## TEXTE

┄┄┄┄┄┄┄┄┄┄┄┄┄┄┄┄┄┄┄┄

M. le président. La parole est à M. le ministre délégué.

M. Christian Jacob, ministre délégué à la famille. Madame Luc, je tiens tout d'abord à vous présenter les excuses de M. Mattei, dont vous connaissez l'attachement au débat parlementaire.

Vous avez appelé son attention sur le devenir des établissements psychiatriques, plus particulièrement sur le centre de crise et l'hôpital de nuit de Choisy-le-Roi.

Ces deux structures extra-hospitalières, rattachées à l'hôpital Paul-Guiraud de Villejuif, occupent une place très importante dans la prise en charge des patients atteints de troubles mentaux. Comme vous le soulignez à juste titre, elles permettent d'offrir une alternative à la psychiatrie asilaire.

Petites structures de proximité, elle rencontrent malheureusement certaines diffucultés de fonctionnement dans un contexte de pénurie de personnels infirmiers. Cela est particulièrement vrai pour le centre d'accueil et de crise, le CAC. Comprenant quatre lits, celui-ci doit fonctionner vingt-quatre heures sur vingt-quatre et trois cent soixante-cinq jours par an. L'hospitalisation de nuit compte, de son côté, quatorze lits. Dans ces conditions, tout départ de personnel rend extrêmement difficile le maintien d'équipes devant assurer une présence continue.

┄┄┄┄┄┄┄┄┄┄┄┄┄┄┄┄┄┄┄┄

## ENREGISTREMENTS FOURNIS
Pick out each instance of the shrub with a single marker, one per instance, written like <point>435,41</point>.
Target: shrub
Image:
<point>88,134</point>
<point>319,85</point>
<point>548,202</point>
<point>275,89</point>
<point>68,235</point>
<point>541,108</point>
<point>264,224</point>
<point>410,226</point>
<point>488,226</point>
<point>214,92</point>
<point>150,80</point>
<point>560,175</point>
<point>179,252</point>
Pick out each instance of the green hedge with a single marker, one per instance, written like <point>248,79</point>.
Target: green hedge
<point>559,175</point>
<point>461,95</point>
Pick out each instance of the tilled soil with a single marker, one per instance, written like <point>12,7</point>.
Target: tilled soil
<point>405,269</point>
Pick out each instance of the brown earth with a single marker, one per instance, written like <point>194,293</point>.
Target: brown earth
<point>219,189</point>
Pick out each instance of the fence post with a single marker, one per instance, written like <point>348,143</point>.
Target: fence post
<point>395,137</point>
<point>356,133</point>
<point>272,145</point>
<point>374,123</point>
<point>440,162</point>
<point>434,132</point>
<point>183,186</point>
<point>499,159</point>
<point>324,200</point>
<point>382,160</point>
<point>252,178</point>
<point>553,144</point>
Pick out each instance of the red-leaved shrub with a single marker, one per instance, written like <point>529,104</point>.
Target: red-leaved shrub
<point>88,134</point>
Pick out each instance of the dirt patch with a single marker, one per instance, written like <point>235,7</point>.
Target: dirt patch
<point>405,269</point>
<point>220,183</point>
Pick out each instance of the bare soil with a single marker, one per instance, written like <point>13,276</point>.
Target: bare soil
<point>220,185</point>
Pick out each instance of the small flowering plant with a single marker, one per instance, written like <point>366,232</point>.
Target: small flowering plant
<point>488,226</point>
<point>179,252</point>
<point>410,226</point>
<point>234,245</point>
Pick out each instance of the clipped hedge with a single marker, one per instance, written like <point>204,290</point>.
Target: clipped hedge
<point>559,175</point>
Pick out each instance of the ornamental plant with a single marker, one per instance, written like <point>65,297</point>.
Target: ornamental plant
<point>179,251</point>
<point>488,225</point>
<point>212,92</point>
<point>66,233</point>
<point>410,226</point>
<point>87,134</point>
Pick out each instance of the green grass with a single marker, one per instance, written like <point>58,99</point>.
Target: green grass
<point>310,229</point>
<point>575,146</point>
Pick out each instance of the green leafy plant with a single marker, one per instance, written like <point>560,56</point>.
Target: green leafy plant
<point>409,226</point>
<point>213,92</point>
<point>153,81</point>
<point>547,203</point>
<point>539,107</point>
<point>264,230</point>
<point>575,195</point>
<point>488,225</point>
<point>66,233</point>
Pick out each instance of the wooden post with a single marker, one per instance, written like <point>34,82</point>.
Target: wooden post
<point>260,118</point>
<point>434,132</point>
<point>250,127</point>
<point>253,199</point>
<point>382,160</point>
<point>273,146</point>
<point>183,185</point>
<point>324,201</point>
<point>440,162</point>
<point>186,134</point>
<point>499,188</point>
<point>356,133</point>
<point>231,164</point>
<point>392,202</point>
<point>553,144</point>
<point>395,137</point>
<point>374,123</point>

┄┄┄┄┄┄┄┄┄┄┄┄┄┄┄┄┄┄┄┄

## CONSIGNE
D'après le texte, à quel hôpital le centre de crise et l'hôpital de nuit de Choisy-le-Roi sont-ils rattachés ? Fondez-vous uniquement sur le texte, s'il vous plaît.

## VOTRE RÉPONSE
À l'hôpital Paul-Guiraud de Villejuif.